== Tekst do analizy ==
━━━━━━━━━━━━━━━━━━━━
GUS podał, że stopa bezrobocia liczona wg Badania Aktywności Ekonomicznej Ludności (BAEL) wyniosła w Polsce w trzecim kwartale 2020 r. 3,4 proc. wobec 3,1 proc. w drugim kwartale.
Współczynnik aktywności zawodowej wyniósł w III kw. 2020 roku 56,9 proc. wobec 55,5 proc. kwartał wcześniej, natomiast wskaźnik zatrudnienia wyniósł 55,0 proc. wobec 53,8 proc. w II kw. 2020 r.
"Badanie BAEL pozwala na pewien optymizm, chociaż sam wzrost stopy bezrobocia jest zjawiskiem negatywnym" - ocenił Rybacki.
Wedle ekonomisty informacje GUS wskazują, że polski rynek pracy stosunkowo dynamicznie odbił po odmrożeniu aktywności.
━━━━━━━━━━━━━━━━━━━━
== Dostarczony materiał ==
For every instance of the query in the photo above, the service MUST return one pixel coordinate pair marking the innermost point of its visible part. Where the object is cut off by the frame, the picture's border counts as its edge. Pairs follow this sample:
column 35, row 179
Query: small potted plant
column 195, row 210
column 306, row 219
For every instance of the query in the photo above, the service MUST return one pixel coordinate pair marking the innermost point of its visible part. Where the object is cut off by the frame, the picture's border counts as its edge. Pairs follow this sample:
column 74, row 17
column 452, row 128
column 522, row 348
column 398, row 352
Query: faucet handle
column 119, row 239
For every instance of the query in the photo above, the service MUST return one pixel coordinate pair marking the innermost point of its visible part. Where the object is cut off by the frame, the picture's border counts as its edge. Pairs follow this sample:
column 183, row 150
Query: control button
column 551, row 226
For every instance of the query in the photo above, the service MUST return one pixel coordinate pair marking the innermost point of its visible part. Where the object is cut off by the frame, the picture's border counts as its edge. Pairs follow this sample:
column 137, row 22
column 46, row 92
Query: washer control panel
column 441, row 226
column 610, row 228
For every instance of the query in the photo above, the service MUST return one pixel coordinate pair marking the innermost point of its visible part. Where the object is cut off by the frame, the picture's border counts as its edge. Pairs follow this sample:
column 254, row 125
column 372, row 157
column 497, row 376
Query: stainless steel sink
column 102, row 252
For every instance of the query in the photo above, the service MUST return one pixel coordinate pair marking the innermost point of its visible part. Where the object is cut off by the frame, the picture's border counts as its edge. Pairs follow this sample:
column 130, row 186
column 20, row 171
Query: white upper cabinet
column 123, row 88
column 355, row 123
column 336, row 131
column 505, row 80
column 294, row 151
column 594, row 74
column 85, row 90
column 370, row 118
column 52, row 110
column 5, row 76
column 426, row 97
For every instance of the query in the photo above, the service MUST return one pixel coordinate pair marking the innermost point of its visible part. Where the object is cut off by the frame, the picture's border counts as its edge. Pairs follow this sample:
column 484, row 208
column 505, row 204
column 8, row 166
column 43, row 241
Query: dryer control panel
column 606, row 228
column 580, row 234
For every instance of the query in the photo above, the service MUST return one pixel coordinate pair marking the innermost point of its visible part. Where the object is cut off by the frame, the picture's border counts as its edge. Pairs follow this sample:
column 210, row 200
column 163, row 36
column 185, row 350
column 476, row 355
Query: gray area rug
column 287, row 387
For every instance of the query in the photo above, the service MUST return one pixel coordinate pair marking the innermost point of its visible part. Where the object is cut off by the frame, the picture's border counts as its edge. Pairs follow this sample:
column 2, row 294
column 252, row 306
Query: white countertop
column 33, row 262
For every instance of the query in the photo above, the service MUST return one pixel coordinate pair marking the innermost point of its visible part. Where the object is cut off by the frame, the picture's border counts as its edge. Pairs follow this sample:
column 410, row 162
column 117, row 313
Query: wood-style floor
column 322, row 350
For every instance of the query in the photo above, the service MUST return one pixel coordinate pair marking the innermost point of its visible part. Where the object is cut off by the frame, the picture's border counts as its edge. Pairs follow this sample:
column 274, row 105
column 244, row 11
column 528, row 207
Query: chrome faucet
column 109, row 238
━━━━━━━━━━━━━━━━━━━━
== Polecenia ==
#1 Odpowiedz krótko na pytania dotyczące tekstu o bezrobociu:
(a) Ile wyniosła stopa bezrobocia liczona według BAEL w trzecim kwartale 2020 r.?
(b) Jaki był współczynnik aktywności zawodowej kwartał przed III kw. 2020 roku?
(c) Kto ocenił, że badanie BAEL pozwala na pewien optymizm?
#2 Przepisz bez zmian fragment tekstu o bezrobociu. Zacznij od słów „Współczynnik aktywności zawodowej” i skończ po słowach „- ocenił Rybacki.”.
#3 Wypisz wszystkie wartości procentowe podane w tekście o bezrobociu, w kolejności ich występowania.

== Odpowiedzi ==
#1
(a) 3,4 proc.
(b) 55,5 proc.
(c) Rybacki.

#2
Współczynnik aktywności zawodowej wyniósł w III kw. 2020 roku 56,9 proc. wobec 55,5 proc. kwartał wcześniej, natomiast wskaźnik zatrudnienia wyniósł 55,0 proc. wobec 53,8 proc. w II kw. 2020 r.
"Badanie BAEL pozwala na pewien optymizm, chociaż sam wzrost stopy bezrobocia jest zjawiskiem negatywnym" - ocenił Rybacki.

#3
3,4 proc.
3,1 proc.
56,9 proc.
55,5 proc.
55,0 proc.
53,8 proc.